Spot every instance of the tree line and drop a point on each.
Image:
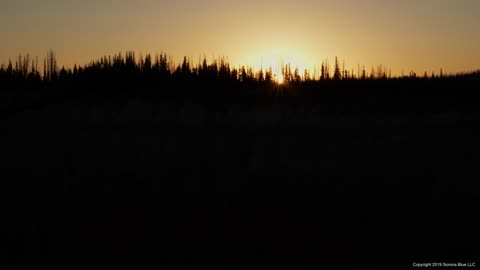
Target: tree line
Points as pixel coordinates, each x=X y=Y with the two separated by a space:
x=159 y=67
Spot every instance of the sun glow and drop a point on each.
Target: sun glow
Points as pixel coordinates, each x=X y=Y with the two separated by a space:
x=279 y=79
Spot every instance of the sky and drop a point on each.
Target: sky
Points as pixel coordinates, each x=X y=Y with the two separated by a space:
x=403 y=35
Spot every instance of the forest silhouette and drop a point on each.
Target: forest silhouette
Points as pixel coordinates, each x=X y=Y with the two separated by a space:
x=132 y=159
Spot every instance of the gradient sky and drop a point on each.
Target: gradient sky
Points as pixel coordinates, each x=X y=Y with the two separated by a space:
x=420 y=35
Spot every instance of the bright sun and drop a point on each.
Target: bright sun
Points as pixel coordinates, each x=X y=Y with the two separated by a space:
x=280 y=79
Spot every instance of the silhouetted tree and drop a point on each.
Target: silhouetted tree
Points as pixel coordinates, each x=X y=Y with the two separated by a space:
x=336 y=72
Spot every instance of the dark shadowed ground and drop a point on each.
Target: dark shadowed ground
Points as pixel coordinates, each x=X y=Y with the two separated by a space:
x=353 y=181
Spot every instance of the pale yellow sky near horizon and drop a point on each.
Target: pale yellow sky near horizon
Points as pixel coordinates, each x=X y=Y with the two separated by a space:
x=403 y=35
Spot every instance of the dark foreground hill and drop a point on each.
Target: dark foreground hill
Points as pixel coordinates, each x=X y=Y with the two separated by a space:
x=379 y=176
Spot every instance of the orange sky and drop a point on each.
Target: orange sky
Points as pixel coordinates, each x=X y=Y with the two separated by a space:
x=403 y=35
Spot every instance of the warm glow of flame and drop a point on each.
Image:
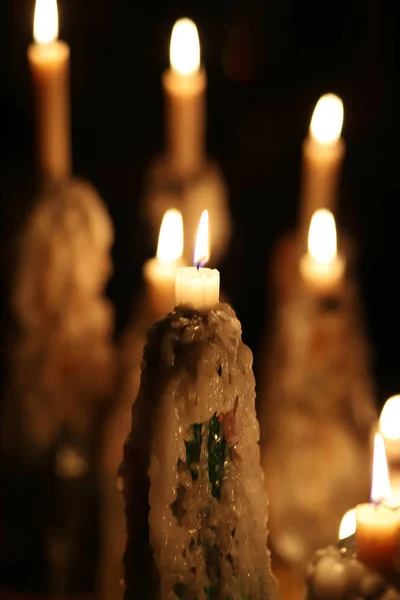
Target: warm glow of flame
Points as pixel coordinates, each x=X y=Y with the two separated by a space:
x=45 y=22
x=201 y=249
x=170 y=239
x=380 y=473
x=348 y=524
x=327 y=120
x=184 y=51
x=322 y=242
x=389 y=421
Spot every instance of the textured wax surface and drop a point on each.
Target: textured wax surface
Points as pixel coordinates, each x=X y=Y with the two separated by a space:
x=195 y=501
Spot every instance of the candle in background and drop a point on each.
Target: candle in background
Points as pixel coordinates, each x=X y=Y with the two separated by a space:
x=198 y=286
x=49 y=64
x=322 y=268
x=322 y=155
x=378 y=525
x=348 y=524
x=160 y=272
x=184 y=86
x=389 y=427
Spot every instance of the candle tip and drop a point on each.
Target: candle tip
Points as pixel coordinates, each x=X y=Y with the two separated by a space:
x=170 y=239
x=185 y=47
x=327 y=120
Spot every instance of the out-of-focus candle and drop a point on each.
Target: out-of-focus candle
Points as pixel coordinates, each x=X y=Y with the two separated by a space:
x=198 y=286
x=389 y=426
x=322 y=268
x=49 y=64
x=378 y=525
x=184 y=86
x=348 y=524
x=160 y=272
x=322 y=154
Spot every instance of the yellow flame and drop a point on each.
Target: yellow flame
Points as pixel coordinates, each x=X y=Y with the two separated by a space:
x=348 y=524
x=327 y=120
x=170 y=238
x=322 y=240
x=389 y=421
x=184 y=51
x=201 y=249
x=45 y=22
x=380 y=473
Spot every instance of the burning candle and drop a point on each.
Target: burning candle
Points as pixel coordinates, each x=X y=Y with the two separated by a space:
x=49 y=63
x=321 y=267
x=348 y=524
x=198 y=286
x=184 y=87
x=378 y=525
x=323 y=153
x=160 y=271
x=389 y=427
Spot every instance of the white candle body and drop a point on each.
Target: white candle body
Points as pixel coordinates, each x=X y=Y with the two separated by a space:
x=197 y=287
x=322 y=278
x=49 y=64
x=185 y=120
x=377 y=537
x=160 y=283
x=321 y=168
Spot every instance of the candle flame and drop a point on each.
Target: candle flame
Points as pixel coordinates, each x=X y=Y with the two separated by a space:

- - -

Exercise details —
Write out the data above again, from its first line through the line with "x=132 y=159", keeping every line and not only the answers. Shift each coordinate in the answers by adding -110 to it, and leave the pictures out.

Written solution —
Spot every instance of the tree line and drop a point on each.
Image:
Target: tree line
Points as pixel coordinates, each x=X y=Y with the two separated by a space:
x=49 y=-43
Spot every instance of the sun glow and drop a point on each.
Target: sun glow
Points as pixel coordinates, each x=X y=Y with the two separated by a space:
x=169 y=-31
Spot every instance of the sky and drop a point on each.
Target: sky
Points as pixel coordinates, each x=X y=Y with the two separated by a space:
x=293 y=-75
Spot every instance of the forest silhouette and drop a point on each.
Target: forest silhouette
Points as pixel coordinates, each x=X y=Y with the two separated by a space:
x=22 y=49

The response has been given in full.